GIVEN TASK: Reproduce the lines of the data below verbatim, from the line with "Practice: locate the eyeglasses" up to and including the line with "pixel 279 223".

SUPPLIED ENTRIES:
──────────

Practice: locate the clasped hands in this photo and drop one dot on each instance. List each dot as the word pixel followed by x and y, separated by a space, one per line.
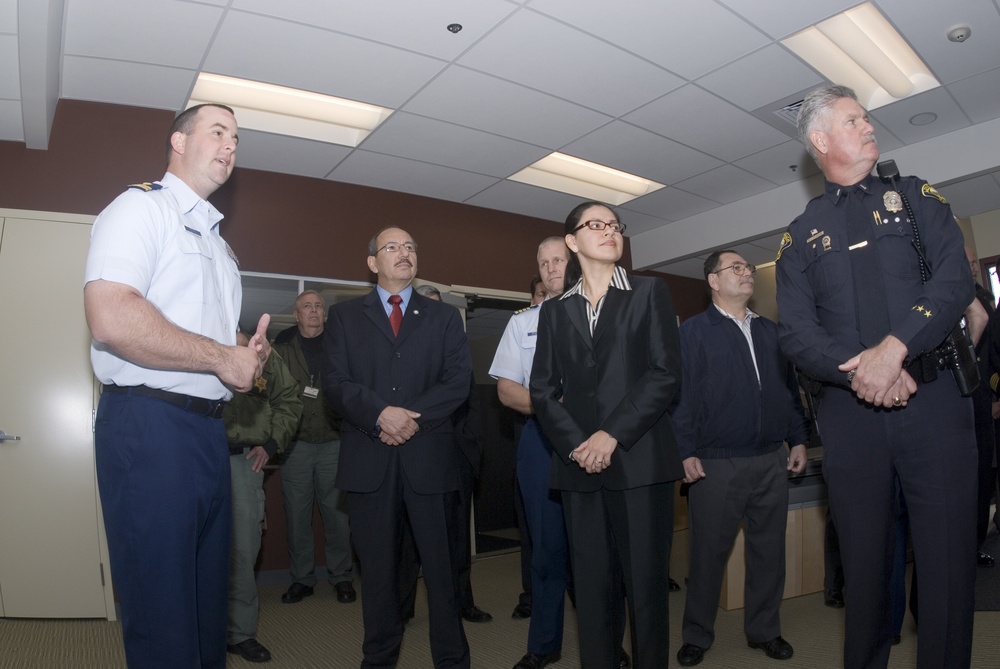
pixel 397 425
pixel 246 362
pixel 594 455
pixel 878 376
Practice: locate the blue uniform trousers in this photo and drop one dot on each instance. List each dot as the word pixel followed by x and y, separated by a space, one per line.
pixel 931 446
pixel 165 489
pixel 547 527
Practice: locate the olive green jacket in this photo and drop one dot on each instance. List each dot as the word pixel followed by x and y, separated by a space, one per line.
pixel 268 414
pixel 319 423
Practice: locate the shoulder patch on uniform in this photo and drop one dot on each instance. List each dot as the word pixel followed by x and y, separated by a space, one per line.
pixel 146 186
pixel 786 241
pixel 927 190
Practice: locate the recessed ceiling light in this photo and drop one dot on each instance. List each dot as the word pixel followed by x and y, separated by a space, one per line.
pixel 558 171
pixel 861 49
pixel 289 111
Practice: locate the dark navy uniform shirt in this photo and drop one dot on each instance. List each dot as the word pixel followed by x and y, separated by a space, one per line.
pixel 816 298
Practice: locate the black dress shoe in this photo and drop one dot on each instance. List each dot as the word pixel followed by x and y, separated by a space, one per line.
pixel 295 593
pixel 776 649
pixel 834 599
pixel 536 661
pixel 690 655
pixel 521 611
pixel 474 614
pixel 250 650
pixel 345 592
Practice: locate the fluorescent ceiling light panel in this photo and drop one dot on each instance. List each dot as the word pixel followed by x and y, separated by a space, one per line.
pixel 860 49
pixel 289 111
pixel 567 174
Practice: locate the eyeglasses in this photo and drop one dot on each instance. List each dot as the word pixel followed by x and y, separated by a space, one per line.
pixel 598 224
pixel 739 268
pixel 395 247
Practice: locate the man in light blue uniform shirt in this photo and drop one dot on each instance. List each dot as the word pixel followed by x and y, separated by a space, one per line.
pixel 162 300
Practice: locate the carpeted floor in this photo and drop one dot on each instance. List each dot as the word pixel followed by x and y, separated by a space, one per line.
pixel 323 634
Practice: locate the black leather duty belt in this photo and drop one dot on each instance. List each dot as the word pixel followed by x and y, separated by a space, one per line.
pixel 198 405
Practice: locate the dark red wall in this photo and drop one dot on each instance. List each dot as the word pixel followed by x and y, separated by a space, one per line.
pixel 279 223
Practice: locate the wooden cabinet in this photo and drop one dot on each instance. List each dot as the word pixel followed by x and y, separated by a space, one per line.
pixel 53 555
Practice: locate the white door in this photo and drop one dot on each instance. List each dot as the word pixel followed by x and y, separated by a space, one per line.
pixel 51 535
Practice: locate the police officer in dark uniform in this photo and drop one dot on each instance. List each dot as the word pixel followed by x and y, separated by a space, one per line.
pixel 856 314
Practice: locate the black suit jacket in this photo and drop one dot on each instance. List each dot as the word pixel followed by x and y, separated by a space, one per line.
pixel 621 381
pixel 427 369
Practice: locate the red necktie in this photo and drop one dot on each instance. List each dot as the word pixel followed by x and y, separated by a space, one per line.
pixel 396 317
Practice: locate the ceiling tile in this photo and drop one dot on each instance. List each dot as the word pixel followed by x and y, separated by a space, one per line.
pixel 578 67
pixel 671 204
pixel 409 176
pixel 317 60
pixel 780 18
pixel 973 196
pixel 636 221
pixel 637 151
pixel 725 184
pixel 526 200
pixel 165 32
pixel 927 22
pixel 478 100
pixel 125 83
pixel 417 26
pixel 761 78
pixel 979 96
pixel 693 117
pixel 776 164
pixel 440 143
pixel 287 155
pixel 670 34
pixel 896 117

──────────

SOLUTION FOR THIS EXERCISE:
Practice: locate the eyeglasses in this photo and drop one dot on each instance. List each dot as the word pixel followed by x and y, separated by a space, one per line.
pixel 598 224
pixel 739 268
pixel 395 247
Practice: locate the man in light blue uniform shirt in this photo and drop one dot on each instance. List each dot as the word pixel followed by x and y, separated by a space, one per line.
pixel 162 300
Practice: locate the carpeted floor in this photo and drop one dot on each instance. List each dot as the word pixel followed by x and y, separated by a space, one per line.
pixel 323 634
Practice: locate the black leather duty belt in this photo and drop one dot on each instance. List each dot as the word pixel followed by x and y, separated by a space, one per line.
pixel 198 405
Practice: locate the dark red wall in this photo and drop one dot on each instance. List each dot as the word pixel followed by x and y, separated by a space, one per line.
pixel 279 223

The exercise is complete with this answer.